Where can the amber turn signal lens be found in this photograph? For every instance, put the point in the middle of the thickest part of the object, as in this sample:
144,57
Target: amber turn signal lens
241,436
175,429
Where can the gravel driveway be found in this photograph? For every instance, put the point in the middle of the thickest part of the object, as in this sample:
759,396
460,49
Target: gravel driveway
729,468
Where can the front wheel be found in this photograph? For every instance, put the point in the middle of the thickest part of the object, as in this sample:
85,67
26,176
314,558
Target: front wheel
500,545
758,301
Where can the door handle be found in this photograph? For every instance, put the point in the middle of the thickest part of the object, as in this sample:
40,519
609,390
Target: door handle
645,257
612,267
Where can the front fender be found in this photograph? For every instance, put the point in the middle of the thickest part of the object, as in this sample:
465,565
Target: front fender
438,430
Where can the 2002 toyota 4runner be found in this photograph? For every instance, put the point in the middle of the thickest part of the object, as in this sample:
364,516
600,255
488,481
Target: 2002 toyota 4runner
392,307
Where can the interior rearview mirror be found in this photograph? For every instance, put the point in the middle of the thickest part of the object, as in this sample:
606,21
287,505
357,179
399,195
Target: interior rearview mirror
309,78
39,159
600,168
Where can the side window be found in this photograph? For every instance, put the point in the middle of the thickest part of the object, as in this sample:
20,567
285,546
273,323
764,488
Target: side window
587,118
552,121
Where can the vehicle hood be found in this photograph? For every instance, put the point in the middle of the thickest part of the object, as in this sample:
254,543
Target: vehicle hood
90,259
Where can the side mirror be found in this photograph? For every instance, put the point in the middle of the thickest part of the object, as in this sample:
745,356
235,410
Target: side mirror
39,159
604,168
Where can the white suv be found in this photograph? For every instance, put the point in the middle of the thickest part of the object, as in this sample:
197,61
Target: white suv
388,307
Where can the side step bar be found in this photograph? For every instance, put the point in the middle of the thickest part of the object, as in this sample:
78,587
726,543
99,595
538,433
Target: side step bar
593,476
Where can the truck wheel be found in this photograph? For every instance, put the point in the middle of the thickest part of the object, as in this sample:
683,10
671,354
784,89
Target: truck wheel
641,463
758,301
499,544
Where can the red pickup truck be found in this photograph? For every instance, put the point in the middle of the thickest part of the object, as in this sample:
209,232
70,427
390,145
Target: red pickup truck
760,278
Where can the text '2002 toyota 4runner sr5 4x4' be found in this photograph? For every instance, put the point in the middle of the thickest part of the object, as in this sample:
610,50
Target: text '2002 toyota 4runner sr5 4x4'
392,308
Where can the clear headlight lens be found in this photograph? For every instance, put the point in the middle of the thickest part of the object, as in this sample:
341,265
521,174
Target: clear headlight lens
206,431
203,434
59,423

Short problem: Switch every "thickest" in the lines above to "widest", and write all the lines out again with nothing else changed.

Correct result:
Where can the amber turn signal lens be found in this photograph? For every instance, put the point in the middle of the widest part of the object, as in this sample:
144,57
Target: amber turn signal lens
241,436
175,429
Where can the gravel driveway be found in this photograph? For every instance, put the point in the middle of the widest part of the object, as in this sample:
759,396
460,49
Target: gravel driveway
729,468
Where can the front wheel be found in this photograph? For every instance, put the point in the middle of the widest part of the object, as in this sample:
85,67
26,176
314,558
Target: front wheel
500,545
758,301
Where can the door handle be found in this photograph? For every instance, put the point in the middle of the widest part of the object, as in this sample:
40,519
609,390
Target: door handle
645,257
612,267
Where can the front fender be found in this photograph? For every instance, put the point in the middle of the widest part of the object, as in this sample:
465,565
Target: front fender
438,430
Where can the 2002 toyota 4runner be found in this photograph? For every instance, put the point in the middle of the widest part of the object, as in this sample:
364,516
600,255
488,481
Target: 2002 toyota 4runner
392,307
Where can the interior rearview mirror be found in this photograph? For every instance, put the point in the middle of the widest part of the object, as in this sample:
606,21
287,505
357,179
399,195
Target: interior rearview mirror
309,78
39,159
600,168
Where can the side window be found in this photograph? For every instance, put the point in the middle of the widest part of the object, as in this sample:
20,567
285,546
273,323
764,488
Target: side window
587,118
552,121
Where can the vehicle hood be found in this photograph? For every instance, put the point in the middle of the widest part of the object, as in this sample:
254,543
Target: vehicle hood
90,259
Where can the side mirror be found in this photograph? For every instance, put the point in the middle of the widest part of the object, as in this sample:
745,356
235,410
Target: side mirror
39,159
604,168
Where can the white suv be found in this photograph? For every instance, put the point in the middle of the widest part of the object, as in this sample:
197,61
Target: white suv
388,307
Where can the side step bar be found in this photograph? For every instance, put the point in the middle of the widest part of the object, as in this sample:
78,587
726,543
99,595
538,433
Target: side step bar
593,476
Where can the truck wheel be found in this photograph? For every instance, put the point in the middle of the widest part of the object, as in this sample:
683,10
671,354
784,89
Target: truck wheel
641,463
758,301
499,544
Where can the red pickup truck be found in this photograph? For every instance, put the point in the middle of the widest part of the object, as in this sample:
209,232
70,427
390,145
Target: red pickup truck
760,278
Where can the text '2002 toyota 4runner sr5 4x4' be found in this photograph? For every instance, put the point in the middle of the widest part of the object, as in this sample:
610,50
Target: text '2002 toyota 4runner sr5 4x4'
392,308
Where can the clear headlight lens be found in this photograph? For every instance, put the point in the middle of the widest part of the object, as in this sample:
341,265
521,174
Target: clear headlight lens
206,431
203,434
59,423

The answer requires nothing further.